Exercise objective — When you reach the line that contains "Target: dark room through doorway" in the data below, start reproducing lines exactly, and stop after the line that contains "[(327, 472), (514, 469), (224, 450), (521, 271)]".

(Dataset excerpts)
--*--

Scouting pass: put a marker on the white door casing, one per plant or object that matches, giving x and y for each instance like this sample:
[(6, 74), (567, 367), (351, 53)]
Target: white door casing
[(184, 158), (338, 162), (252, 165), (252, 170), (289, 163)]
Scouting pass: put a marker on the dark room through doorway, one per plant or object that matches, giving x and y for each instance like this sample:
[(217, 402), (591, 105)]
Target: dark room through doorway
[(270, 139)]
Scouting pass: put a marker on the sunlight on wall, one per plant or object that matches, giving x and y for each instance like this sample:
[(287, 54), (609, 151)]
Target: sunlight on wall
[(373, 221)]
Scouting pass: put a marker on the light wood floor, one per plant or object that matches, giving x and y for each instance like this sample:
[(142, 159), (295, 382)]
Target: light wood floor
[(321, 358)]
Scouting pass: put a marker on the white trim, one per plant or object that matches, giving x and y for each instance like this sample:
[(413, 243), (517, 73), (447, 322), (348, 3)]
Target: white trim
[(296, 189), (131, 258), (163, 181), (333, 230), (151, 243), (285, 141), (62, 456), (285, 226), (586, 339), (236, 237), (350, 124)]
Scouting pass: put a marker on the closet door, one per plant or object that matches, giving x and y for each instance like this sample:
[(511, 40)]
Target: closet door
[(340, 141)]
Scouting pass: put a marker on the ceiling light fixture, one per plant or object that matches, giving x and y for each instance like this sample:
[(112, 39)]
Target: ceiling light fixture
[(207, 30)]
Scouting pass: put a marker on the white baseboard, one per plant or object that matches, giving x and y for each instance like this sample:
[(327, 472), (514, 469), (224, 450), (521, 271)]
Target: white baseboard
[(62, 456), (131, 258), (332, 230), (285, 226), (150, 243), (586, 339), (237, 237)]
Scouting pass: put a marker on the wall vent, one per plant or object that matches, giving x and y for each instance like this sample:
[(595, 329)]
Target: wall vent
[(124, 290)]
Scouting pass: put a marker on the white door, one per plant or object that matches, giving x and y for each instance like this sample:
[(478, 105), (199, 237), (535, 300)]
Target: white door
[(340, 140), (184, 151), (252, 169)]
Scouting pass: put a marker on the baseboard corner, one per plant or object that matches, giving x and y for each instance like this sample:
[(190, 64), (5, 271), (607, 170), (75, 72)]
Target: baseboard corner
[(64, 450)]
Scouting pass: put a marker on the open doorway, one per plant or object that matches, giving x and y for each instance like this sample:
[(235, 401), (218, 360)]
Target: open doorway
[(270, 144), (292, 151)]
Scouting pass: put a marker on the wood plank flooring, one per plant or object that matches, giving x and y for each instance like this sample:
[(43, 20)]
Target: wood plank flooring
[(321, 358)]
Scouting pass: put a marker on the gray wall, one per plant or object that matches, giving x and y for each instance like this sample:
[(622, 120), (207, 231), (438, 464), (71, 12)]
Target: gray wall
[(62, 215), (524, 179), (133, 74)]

--*--

Task result —
Target: dark room through doorway
[(270, 139)]
Scouting pass: put a marker on the sunlight on wall, one per plant or object that matches, giving x and y for each instance like this sample:
[(287, 54), (609, 151)]
Target: sunlight on wall
[(373, 221)]
Scouting pass: put a marker on the light wood floor, one per plant or object that matches, giving x and y for each instance like this sample:
[(142, 159), (295, 382)]
Target: light wood floor
[(321, 358)]
Scouting pass: put a marker on the white trim, one per plant or object that matches, giving x and y for each instance like this sample:
[(413, 243), (517, 73), (447, 322), (348, 3)]
Target: white trim
[(296, 189), (131, 258), (163, 181), (333, 230), (151, 243), (285, 141), (62, 456), (285, 226), (586, 339), (236, 237), (350, 124)]
Scouting pass: put a marker on the closet door, one per plant or object that matches, giving x and y for each instance like this sample:
[(511, 40)]
Target: closet door
[(340, 141)]
Scouting pass: put a marker on the ceiling light fixture, one per plant or object that matches, giving x and y for each instance like this sample:
[(112, 39)]
Target: ceiling light fixture
[(207, 30)]
Scouting pass: put a marker on the white baseboard, one per plant or object that matches, giving x and y for each instance like this sample:
[(327, 472), (514, 469), (224, 450), (521, 271)]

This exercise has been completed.